Editorial opinion

Misconceptions About Insurance

by Carole E. Scott


Carole E. Scott is a Professor of Economics at West Georgia College and Editor of Business Quest.

Many years ago I watched as Newt Gingrich's opponent in a Congressional campaign jumped on him like the proverbial duck on a June bug when he said that Social Security needed to be changed. Like other politicians until quite recently, Newt quickly backtracked.

Politicians in both parties today dare to propose changing Social Security because the public has been educated about its nature and the impact on it of future demographic changes. Unfortunately, what the public has been told is not true. They have been told that what's wrong with Social Security is that, unlike real insurance, it is an income transfer program. The truth is that real insurance is an income transfer program. What is really wrong with Social Security is that it is a Ponzi scheme.

The Mechanics Of A Ponzi Scheme

Like weeds in your lawn, Ponzi schemes are constantly springing up. I had not been teaching long when some of my students asked me what I thought of an investment that I suspected was a Ponzi scheme. They had seen an advertisement on television by a company which promised to pay people who bought their "thrift notes" an above average rate of return. Supposedly their money would be invested in second mortgages.

For awhile investors earned an above average yield, but their earnings didn't come from interest earned on second mortgages. Instead, it came from the money collected from people who "invested" after they did. Ponzi schemes inevitably collapse, because they can continue only so long as new investors outnumber existing investors. (The more rapidly a Ponzi scheme promises to return its customer's money and then some, the more quickly it will collapse, because the virtually fixed number of potential customers will be "used" up faster.)

* _Entries_
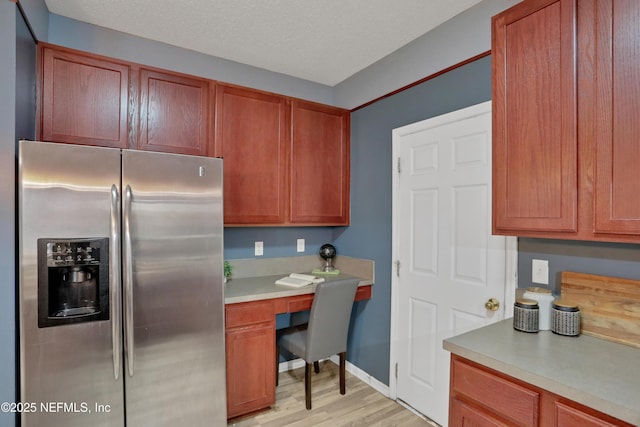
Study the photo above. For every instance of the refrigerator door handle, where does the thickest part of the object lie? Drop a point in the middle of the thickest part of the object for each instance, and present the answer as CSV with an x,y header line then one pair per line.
x,y
128,281
114,273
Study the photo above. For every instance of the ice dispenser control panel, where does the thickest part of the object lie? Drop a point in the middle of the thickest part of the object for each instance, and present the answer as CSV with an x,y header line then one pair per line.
x,y
73,281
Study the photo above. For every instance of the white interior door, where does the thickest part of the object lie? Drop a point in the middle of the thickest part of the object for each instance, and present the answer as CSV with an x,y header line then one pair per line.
x,y
449,263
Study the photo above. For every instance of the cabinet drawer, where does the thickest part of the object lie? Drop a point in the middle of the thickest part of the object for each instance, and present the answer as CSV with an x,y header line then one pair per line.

* _What to do_
**1)** Duplicate the insurance editorial word for word, from "Misconceptions About Insurance" up to and including "Newt quickly backtracked.".
**2)** According to the insurance editorial, what did the company advertising "thrift notes" claim it would invest buyers' money in?
Rely on the insurance editorial alone, not on the lines.

* _Full answers_
**1)**
Misconceptions About Insurance

by Carole E. Scott


Carole E. Scott is a Professor of Economics at West Georgia College and Editor of Business Quest.

Many years ago I watched as Newt Gingrich's opponent in a Congressional campaign jumped on him like the proverbial duck on a June bug when he said that Social Security needed to be changed. Like other politicians until quite recently, Newt quickly backtracked.

**2)** Second mortgages.